# WHAT THE TASK REQUIRES:
Beginning at the line that contains "the form [194,212]." and ending at the last line of the entries, write out each line exactly; include nothing outside that span.

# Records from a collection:
#####
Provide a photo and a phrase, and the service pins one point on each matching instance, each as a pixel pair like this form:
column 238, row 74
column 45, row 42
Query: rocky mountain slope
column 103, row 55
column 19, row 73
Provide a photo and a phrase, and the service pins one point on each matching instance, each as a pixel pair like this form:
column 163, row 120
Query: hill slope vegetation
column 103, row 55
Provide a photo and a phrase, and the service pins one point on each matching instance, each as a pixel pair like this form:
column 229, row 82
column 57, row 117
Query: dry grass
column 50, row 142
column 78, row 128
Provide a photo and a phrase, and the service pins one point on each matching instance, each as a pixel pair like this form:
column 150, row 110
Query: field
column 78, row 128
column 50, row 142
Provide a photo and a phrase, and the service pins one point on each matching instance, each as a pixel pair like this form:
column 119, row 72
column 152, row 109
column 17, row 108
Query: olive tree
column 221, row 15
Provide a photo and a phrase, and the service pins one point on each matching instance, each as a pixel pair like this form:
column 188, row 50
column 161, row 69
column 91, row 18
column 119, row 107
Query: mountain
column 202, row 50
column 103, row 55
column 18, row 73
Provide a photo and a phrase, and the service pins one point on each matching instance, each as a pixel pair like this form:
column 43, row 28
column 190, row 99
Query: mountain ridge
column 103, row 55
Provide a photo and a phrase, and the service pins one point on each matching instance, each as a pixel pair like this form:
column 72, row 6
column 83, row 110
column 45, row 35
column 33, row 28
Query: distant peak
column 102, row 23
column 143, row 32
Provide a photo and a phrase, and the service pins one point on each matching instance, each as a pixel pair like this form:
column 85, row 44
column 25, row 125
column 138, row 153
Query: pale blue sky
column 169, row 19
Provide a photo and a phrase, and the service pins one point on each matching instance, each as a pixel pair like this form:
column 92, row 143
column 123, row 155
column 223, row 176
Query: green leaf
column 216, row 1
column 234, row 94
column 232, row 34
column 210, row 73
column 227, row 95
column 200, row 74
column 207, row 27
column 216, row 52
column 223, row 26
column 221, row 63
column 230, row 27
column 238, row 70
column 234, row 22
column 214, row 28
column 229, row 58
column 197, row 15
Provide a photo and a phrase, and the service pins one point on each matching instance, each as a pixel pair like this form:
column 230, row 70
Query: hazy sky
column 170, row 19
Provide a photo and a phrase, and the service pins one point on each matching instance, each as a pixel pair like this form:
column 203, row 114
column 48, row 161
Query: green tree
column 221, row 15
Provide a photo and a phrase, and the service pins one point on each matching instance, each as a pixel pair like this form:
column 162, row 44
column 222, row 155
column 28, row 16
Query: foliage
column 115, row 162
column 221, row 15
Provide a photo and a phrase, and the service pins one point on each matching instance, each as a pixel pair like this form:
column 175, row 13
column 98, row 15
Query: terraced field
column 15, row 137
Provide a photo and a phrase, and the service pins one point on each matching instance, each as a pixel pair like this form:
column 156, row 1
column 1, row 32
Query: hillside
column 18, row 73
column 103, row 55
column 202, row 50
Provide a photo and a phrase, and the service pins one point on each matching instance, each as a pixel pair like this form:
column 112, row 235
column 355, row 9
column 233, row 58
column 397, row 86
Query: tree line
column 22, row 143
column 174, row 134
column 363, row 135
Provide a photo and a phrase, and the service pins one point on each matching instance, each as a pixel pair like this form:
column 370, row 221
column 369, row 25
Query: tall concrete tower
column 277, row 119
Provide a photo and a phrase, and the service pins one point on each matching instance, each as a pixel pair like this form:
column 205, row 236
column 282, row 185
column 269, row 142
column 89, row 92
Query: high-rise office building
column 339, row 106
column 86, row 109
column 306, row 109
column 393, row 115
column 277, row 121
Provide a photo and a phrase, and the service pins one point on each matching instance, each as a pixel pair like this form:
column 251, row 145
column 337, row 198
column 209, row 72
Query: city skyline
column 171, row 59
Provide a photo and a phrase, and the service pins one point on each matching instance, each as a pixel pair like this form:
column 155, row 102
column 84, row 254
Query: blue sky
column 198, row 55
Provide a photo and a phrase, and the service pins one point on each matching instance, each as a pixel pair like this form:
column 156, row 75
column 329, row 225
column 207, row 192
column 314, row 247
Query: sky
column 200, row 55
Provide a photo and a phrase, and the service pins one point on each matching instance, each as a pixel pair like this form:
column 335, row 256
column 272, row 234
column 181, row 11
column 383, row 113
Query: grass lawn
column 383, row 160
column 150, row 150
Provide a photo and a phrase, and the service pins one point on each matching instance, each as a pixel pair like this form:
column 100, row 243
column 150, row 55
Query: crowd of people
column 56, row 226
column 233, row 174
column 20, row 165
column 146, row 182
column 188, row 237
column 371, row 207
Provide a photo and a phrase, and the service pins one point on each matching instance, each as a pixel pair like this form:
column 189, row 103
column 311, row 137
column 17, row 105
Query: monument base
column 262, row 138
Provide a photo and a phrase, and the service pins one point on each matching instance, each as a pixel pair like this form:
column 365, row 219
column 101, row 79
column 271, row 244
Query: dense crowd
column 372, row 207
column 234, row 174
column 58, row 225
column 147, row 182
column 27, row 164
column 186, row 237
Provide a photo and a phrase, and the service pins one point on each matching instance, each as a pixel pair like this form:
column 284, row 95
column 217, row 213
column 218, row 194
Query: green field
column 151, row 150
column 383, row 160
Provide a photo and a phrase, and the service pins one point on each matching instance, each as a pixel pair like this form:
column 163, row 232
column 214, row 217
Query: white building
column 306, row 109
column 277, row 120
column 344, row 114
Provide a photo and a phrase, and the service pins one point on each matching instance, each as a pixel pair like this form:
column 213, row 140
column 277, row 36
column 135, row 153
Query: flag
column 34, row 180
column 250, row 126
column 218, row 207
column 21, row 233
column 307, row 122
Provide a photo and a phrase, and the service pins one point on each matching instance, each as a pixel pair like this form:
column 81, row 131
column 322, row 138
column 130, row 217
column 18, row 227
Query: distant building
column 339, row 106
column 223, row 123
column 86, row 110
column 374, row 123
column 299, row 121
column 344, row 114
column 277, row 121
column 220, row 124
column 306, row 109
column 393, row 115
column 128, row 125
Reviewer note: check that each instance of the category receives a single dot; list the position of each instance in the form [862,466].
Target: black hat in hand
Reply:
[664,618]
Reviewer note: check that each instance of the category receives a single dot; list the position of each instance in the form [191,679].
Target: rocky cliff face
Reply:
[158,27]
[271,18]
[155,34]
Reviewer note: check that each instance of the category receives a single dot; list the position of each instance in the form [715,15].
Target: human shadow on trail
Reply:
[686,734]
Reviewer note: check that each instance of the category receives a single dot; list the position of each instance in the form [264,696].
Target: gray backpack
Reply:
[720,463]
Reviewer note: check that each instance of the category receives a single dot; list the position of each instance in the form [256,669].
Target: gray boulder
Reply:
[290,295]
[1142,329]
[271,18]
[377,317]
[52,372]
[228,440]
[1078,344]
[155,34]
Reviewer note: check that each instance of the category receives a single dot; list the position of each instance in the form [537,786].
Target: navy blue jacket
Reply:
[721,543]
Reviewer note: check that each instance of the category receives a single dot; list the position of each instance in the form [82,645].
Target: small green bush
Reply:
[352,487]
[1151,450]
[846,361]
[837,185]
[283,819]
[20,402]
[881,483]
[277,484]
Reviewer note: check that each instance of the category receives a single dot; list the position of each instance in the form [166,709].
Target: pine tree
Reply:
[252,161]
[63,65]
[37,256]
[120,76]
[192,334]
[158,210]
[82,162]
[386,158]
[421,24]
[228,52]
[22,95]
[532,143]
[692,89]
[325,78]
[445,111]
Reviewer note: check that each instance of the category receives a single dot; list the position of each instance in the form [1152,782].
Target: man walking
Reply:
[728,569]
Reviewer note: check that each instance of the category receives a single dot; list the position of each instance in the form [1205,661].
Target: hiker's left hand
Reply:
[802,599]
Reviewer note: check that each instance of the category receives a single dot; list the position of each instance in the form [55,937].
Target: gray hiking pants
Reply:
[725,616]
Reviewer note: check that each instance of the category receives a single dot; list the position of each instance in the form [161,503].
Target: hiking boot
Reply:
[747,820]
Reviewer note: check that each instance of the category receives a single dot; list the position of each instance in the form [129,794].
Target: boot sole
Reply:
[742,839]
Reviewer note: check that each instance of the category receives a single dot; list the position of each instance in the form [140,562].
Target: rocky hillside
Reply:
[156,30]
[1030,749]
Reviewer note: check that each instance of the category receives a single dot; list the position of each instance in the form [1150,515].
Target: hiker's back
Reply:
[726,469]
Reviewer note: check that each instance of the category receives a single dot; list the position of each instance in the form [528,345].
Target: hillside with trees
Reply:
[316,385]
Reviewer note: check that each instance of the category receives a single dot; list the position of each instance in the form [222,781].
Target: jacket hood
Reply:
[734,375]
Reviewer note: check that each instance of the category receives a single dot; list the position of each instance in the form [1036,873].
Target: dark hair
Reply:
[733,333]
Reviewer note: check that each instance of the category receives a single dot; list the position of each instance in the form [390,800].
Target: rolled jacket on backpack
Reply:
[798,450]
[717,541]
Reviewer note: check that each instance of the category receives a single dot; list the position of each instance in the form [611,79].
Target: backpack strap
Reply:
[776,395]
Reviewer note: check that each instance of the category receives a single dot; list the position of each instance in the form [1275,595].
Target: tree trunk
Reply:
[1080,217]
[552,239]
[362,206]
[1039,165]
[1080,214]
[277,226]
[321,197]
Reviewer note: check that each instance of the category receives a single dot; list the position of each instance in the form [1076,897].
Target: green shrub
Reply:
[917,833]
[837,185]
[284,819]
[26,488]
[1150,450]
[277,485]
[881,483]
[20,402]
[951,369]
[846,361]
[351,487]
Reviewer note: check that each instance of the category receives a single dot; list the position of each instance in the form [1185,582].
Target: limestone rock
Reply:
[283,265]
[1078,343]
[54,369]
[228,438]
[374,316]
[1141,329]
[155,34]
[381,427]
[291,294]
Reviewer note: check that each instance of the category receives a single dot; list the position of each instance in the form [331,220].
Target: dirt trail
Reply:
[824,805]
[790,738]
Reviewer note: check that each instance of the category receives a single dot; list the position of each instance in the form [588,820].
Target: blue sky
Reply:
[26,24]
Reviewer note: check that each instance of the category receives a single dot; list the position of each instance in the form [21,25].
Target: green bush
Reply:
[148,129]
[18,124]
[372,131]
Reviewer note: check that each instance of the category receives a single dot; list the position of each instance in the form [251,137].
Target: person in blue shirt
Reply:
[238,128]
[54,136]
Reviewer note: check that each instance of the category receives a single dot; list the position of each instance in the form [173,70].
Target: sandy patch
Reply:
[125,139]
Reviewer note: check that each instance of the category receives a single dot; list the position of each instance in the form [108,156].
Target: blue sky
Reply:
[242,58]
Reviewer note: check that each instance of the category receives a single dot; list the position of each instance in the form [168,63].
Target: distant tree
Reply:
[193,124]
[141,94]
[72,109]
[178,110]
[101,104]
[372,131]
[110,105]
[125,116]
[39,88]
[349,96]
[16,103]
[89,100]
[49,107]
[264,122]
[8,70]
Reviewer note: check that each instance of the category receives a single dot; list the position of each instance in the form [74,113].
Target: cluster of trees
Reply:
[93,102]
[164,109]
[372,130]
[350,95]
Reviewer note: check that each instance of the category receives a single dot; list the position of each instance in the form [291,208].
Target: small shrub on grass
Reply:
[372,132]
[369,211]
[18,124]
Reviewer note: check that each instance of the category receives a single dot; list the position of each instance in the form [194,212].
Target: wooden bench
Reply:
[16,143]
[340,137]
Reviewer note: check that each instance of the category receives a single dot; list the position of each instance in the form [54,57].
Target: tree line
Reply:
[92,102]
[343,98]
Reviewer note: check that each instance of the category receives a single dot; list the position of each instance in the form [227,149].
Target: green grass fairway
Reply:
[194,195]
#####
# CORRECT RESPONSE:
Reviewer note: check that each instance of the category receives a single dot; list the position of each instance in the form [194,212].
Target: wooden bench
Reply:
[16,143]
[340,137]
Reviewer note: check that each instance of the category receives a single dot; list the position of each instance in the form [54,57].
Target: tree line
Reply:
[92,102]
[343,98]
Reviewer note: check that each instance of the category receives a single dot; list the position of each instance in the form [227,149].
Target: green grass fairway
Reply:
[194,195]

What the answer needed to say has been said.